■ Work required ■
Lay out every line of the data below as a Markdown table with two columns, Index for the row number and Entry for the line, skipping blank lines. Leave the pictures out of the table.

■ Raw records ■
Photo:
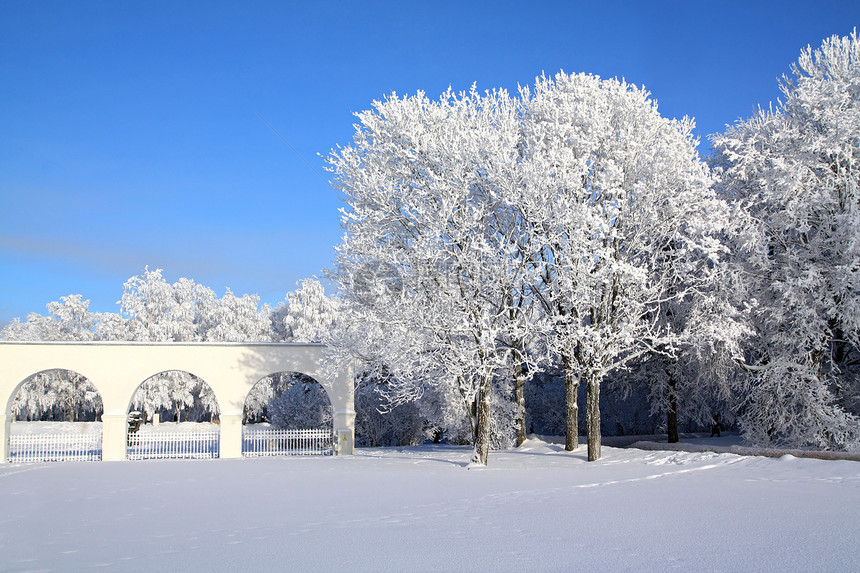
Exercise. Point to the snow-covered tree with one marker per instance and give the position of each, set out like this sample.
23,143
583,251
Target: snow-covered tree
304,405
424,256
310,315
795,168
623,222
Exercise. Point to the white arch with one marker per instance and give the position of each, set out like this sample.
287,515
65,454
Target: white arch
116,369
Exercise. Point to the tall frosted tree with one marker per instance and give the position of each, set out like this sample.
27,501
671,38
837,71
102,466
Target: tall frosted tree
623,223
795,168
423,256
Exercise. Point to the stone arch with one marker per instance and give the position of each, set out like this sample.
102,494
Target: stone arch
98,406
292,381
117,368
169,400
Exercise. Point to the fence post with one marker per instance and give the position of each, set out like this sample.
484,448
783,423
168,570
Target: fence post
231,436
114,432
5,434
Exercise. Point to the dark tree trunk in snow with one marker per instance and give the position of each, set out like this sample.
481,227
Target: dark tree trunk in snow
571,390
520,397
672,410
592,417
482,434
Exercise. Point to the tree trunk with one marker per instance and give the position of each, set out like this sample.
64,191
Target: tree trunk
482,434
520,397
672,409
571,390
592,416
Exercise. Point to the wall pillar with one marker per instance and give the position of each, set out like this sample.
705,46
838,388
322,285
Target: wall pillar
5,434
114,437
344,431
231,436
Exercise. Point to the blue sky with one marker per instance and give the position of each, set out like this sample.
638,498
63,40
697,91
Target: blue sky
131,133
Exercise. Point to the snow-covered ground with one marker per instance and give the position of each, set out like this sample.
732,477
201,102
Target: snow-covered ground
537,508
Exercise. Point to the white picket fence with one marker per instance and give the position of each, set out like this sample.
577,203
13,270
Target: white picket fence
269,442
31,448
154,445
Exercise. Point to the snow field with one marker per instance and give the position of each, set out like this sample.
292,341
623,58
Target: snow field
536,508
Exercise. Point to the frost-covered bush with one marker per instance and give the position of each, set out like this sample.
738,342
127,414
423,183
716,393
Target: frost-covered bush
545,405
375,425
503,425
304,405
57,395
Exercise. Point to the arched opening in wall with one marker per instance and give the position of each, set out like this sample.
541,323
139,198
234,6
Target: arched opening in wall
287,413
56,416
173,414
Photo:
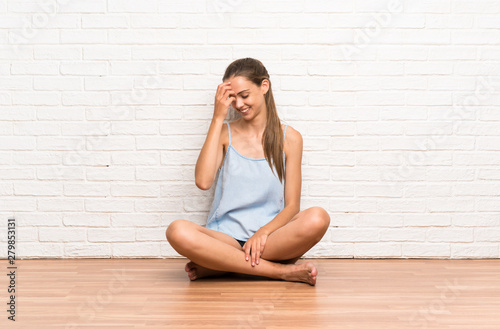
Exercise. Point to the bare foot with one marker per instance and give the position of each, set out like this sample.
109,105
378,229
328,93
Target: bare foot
306,272
196,271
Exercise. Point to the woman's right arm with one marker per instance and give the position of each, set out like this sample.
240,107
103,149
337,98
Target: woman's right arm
211,153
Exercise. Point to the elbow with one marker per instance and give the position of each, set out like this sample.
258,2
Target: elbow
203,185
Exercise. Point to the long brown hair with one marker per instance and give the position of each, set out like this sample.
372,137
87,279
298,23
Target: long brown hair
272,139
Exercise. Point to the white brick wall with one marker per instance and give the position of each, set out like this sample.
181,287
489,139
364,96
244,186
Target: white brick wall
104,105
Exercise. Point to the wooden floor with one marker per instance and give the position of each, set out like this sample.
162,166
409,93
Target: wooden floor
350,293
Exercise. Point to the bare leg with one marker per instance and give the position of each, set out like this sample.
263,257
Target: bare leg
190,240
291,241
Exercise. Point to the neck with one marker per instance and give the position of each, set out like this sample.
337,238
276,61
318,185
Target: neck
256,125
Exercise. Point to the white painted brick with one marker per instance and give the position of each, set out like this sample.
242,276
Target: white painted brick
488,143
101,52
86,189
156,36
354,144
487,234
356,205
354,235
268,52
59,204
289,21
136,250
131,6
380,68
183,128
110,174
58,114
426,250
158,174
158,205
39,219
107,21
450,234
135,158
57,83
17,204
403,234
136,220
314,173
331,189
451,52
105,108
429,190
16,83
379,158
450,205
378,220
164,52
402,206
55,52
115,113
136,190
158,143
36,98
60,173
66,234
94,250
489,53
110,143
437,21
110,235
108,205
149,234
173,158
329,6
180,6
43,250
474,250
33,68
485,188
442,175
86,219
38,158
84,36
374,250
59,143
488,205
6,189
17,143
475,219
331,158
378,190
84,68
38,189
88,6
86,129
476,158
464,6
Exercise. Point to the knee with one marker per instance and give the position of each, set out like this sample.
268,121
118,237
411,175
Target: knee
177,231
318,220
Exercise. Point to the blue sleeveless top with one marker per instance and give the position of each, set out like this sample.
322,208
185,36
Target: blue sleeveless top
248,195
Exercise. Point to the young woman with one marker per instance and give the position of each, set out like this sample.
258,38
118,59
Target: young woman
255,225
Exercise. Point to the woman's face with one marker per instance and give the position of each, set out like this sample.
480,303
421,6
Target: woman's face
248,97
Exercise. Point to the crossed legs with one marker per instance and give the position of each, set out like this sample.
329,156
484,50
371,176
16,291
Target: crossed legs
213,252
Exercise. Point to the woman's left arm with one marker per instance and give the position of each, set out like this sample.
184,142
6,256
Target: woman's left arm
293,184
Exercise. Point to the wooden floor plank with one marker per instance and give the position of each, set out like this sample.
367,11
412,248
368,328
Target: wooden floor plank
350,293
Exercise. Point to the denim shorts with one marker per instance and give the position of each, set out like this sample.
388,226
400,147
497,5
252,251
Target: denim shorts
241,242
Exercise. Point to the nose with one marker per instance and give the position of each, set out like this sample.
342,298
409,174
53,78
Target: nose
239,103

■ Task answer ■
| Index | Entry |
|---|---|
| 1 | Photo: |
| 2 | Exercise. Point to the snow-covered tree with one marker per instance and give the position of each, set out like this sample. |
| 3 | 23,143 |
| 4 | 583,251 |
| 5 | Target: snow-covered tree |
| 6 | 304,405 |
| 7 | 424,256 |
| 8 | 310,315 |
| 9 | 795,168 |
| 10 | 623,222 |
| 11 | Exercise. Point to the white arch with one marker per instance and give the position of each, set out like this sample. |
| 12 | 287,515 |
| 13 | 65,454 |
| 14 | Target: white arch |
| 15 | 116,369 |
| 16 | Exercise. Point to the tall frosted tree with one marker per instance and give the position of each, set out like this sample. |
| 17 | 27,501 |
| 18 | 671,38 |
| 19 | 837,71 |
| 20 | 102,466 |
| 21 | Target: tall frosted tree |
| 22 | 623,223 |
| 23 | 795,168 |
| 24 | 423,256 |
| 25 | Exercise. Point to the stone arch with one marker per instance and give the position of each, set out like this sample. |
| 26 | 102,494 |
| 27 | Target: stone arch |
| 28 | 98,406 |
| 29 | 292,381 |
| 30 | 117,368 |
| 31 | 169,400 |
| 32 | Exercise. Point to the fence post with one marker per instance and give the position of each, set out like this sample. |
| 33 | 484,448 |
| 34 | 783,423 |
| 35 | 168,570 |
| 36 | Target: fence post |
| 37 | 231,436 |
| 38 | 114,432 |
| 39 | 5,434 |
| 40 | Exercise. Point to the dark tree trunk in snow with one marker per instance and give the position of each, set out like this sample. |
| 41 | 481,227 |
| 42 | Target: dark tree trunk in snow |
| 43 | 571,390 |
| 44 | 520,397 |
| 45 | 672,410 |
| 46 | 592,417 |
| 47 | 482,434 |
| 48 | Exercise. Point to the tree trunk with one marker per instance and give the position of each, set out like this sample. |
| 49 | 64,191 |
| 50 | Target: tree trunk |
| 51 | 482,434 |
| 52 | 520,397 |
| 53 | 672,409 |
| 54 | 571,390 |
| 55 | 592,416 |
| 56 | Exercise. Point to the wall pillar with one marker per instance and give the position of each, set out like this sample. |
| 57 | 705,46 |
| 58 | 838,388 |
| 59 | 322,285 |
| 60 | Target: wall pillar |
| 61 | 5,434 |
| 62 | 114,437 |
| 63 | 344,431 |
| 64 | 231,436 |
| 65 | Exercise. Point to the blue sky with one marker per instance and give the position of each, set out like this sample. |
| 66 | 638,498 |
| 67 | 63,40 |
| 68 | 697,91 |
| 69 | Target: blue sky |
| 70 | 131,133 |
| 71 | Exercise. Point to the snow-covered ground with one marker per instance and give the position of each, set out like this sample. |
| 72 | 732,477 |
| 73 | 201,102 |
| 74 | Target: snow-covered ground |
| 75 | 537,508 |
| 76 | Exercise. Point to the white picket fence with one marker per instance and give the position of each, set out like this sample. |
| 77 | 577,203 |
| 78 | 13,270 |
| 79 | Target: white picket fence |
| 80 | 269,442 |
| 81 | 31,448 |
| 82 | 154,445 |
| 83 | Exercise. Point to the snow field with one marker per instance and give the position of each, set out like this sample. |
| 84 | 292,341 |
| 85 | 623,58 |
| 86 | Target: snow field |
| 87 | 536,508 |
| 88 | Exercise. Point to the frost-covered bush with one marker per instance and give the position of each, set out like this sample. |
| 89 | 738,342 |
| 90 | 127,414 |
| 91 | 423,183 |
| 92 | 716,393 |
| 93 | Target: frost-covered bush |
| 94 | 545,405 |
| 95 | 375,425 |
| 96 | 503,425 |
| 97 | 304,405 |
| 98 | 57,395 |
| 99 | Exercise. Point to the arched opening in wall with one marker per instance and give the position of each, set out like this sample. |
| 100 | 541,323 |
| 101 | 139,198 |
| 102 | 234,6 |
| 103 | Target: arched opening in wall |
| 104 | 287,413 |
| 105 | 56,416 |
| 106 | 173,414 |
| 107 | Photo: |
| 108 | Exercise. Point to the bare foot with one marker per instance and give the position of each, set out like this sample. |
| 109 | 109,105 |
| 110 | 378,229 |
| 111 | 328,93 |
| 112 | Target: bare foot |
| 113 | 306,272 |
| 114 | 196,271 |
| 115 | Exercise. Point to the woman's right arm with one marker per instance and give the position of each, set out like this sample. |
| 116 | 240,107 |
| 117 | 103,149 |
| 118 | 337,98 |
| 119 | Target: woman's right arm |
| 120 | 211,153 |
| 121 | Exercise. Point to the elbow with one marker per instance and give the position of each, set out like this sample. |
| 122 | 258,2 |
| 123 | Target: elbow |
| 124 | 203,185 |
| 125 | Exercise. Point to the long brown hair with one marker per instance and give the position of each, set out like this sample. |
| 126 | 372,137 |
| 127 | 87,279 |
| 128 | 298,23 |
| 129 | Target: long brown hair |
| 130 | 272,139 |
| 131 | Exercise. Point to the white brick wall with one marker per instance and give the position of each, set out like this sample. |
| 132 | 181,287 |
| 133 | 489,139 |
| 134 | 364,96 |
| 135 | 244,186 |
| 136 | Target: white brick wall |
| 137 | 104,105 |
| 138 | Exercise. Point to the wooden floor with one marker per instance and give the position of each, set out like this sample. |
| 139 | 162,166 |
| 140 | 409,93 |
| 141 | Target: wooden floor |
| 142 | 350,293 |
| 143 | Exercise. Point to the bare leg with one marker per instance and give the position of each, set out like this sample. |
| 144 | 263,257 |
| 145 | Target: bare leg |
| 146 | 190,240 |
| 147 | 291,241 |
| 148 | Exercise. Point to the neck with one marker per instance and give the position of each, set out like this sample. |
| 149 | 337,238 |
| 150 | 276,61 |
| 151 | 318,185 |
| 152 | Target: neck |
| 153 | 256,125 |
| 154 | Exercise. Point to the white painted brick with one marker per instance and give the position of each, set out like this sample. |
| 155 | 242,276 |
| 156 | Target: white painted brick |
| 157 | 488,143 |
| 158 | 101,52 |
| 159 | 86,189 |
| 160 | 156,36 |
| 161 | 354,144 |
| 162 | 487,234 |
| 163 | 356,205 |
| 164 | 354,235 |
| 165 | 268,52 |
| 166 | 59,204 |
| 167 | 289,21 |
| 168 | 136,250 |
| 169 | 131,6 |
| 170 | 380,68 |
| 171 | 183,128 |
| 172 | 110,174 |
| 173 | 58,114 |
| 174 | 426,250 |
| 175 | 158,174 |
| 176 | 158,205 |
| 177 | 39,219 |
| 178 | 107,21 |
| 179 | 450,234 |
| 180 | 135,158 |
| 181 | 57,83 |
| 182 | 17,204 |
| 183 | 403,234 |
| 184 | 136,220 |
| 185 | 314,173 |
| 186 | 331,189 |
| 187 | 451,52 |
| 188 | 105,108 |
| 189 | 429,190 |
| 190 | 16,83 |
| 191 | 379,158 |
| 192 | 450,205 |
| 193 | 378,220 |
| 194 | 164,52 |
| 195 | 402,206 |
| 196 | 55,52 |
| 197 | 115,113 |
| 198 | 136,190 |
| 199 | 158,143 |
| 200 | 36,98 |
| 201 | 60,173 |
| 202 | 66,234 |
| 203 | 94,250 |
| 204 | 489,53 |
| 205 | 110,143 |
| 206 | 437,21 |
| 207 | 110,235 |
| 208 | 108,205 |
| 209 | 149,234 |
| 210 | 173,158 |
| 211 | 329,6 |
| 212 | 180,6 |
| 213 | 43,250 |
| 214 | 474,250 |
| 215 | 33,68 |
| 216 | 485,188 |
| 217 | 442,175 |
| 218 | 86,219 |
| 219 | 38,158 |
| 220 | 84,36 |
| 221 | 374,250 |
| 222 | 59,143 |
| 223 | 488,205 |
| 224 | 6,189 |
| 225 | 17,143 |
| 226 | 475,219 |
| 227 | 331,158 |
| 228 | 378,190 |
| 229 | 84,68 |
| 230 | 38,189 |
| 231 | 88,6 |
| 232 | 86,129 |
| 233 | 476,158 |
| 234 | 464,6 |
| 235 | Exercise. Point to the knee with one marker per instance and give the position of each, set out like this sample. |
| 236 | 268,121 |
| 237 | 118,237 |
| 238 | 411,175 |
| 239 | Target: knee |
| 240 | 177,231 |
| 241 | 318,220 |
| 242 | Exercise. Point to the blue sleeveless top with one marker per instance and give the position of each, set out like this sample. |
| 243 | 322,208 |
| 244 | 185,36 |
| 245 | Target: blue sleeveless top |
| 246 | 248,195 |
| 247 | Exercise. Point to the young woman with one marker per instance and give the position of each, set out like this sample. |
| 248 | 258,38 |
| 249 | 118,59 |
| 250 | Target: young woman |
| 251 | 255,225 |
| 252 | Exercise. Point to the woman's face with one marker per instance and give the position of each, set out like this sample. |
| 253 | 480,303 |
| 254 | 421,6 |
| 255 | Target: woman's face |
| 256 | 248,97 |
| 257 | Exercise. Point to the crossed legs with one marker per instance and give the position of each, set out like this sample. |
| 258 | 329,156 |
| 259 | 484,50 |
| 260 | 371,176 |
| 261 | 16,291 |
| 262 | Target: crossed legs |
| 263 | 213,252 |
| 264 | Exercise. Point to the woman's left arm with one marker per instance and give the position of each, set out like this sample. |
| 265 | 184,142 |
| 266 | 6,256 |
| 267 | Target: woman's left arm |
| 268 | 293,184 |
| 269 | Exercise. Point to the wooden floor plank with one marker per instance and give the position of each, set out like this sample. |
| 270 | 367,11 |
| 271 | 412,248 |
| 272 | 368,328 |
| 273 | Target: wooden floor plank |
| 274 | 350,293 |
| 275 | Exercise. Point to the denim shorts with one marker per instance and give the position of each, set out like this sample. |
| 276 | 388,226 |
| 277 | 400,147 |
| 278 | 497,5 |
| 279 | 252,251 |
| 280 | Target: denim shorts |
| 281 | 241,242 |
| 282 | Exercise. Point to the nose with one marker per instance and give the position of each, set out like this sample. |
| 283 | 342,298 |
| 284 | 409,174 |
| 285 | 53,78 |
| 286 | Target: nose |
| 287 | 239,103 |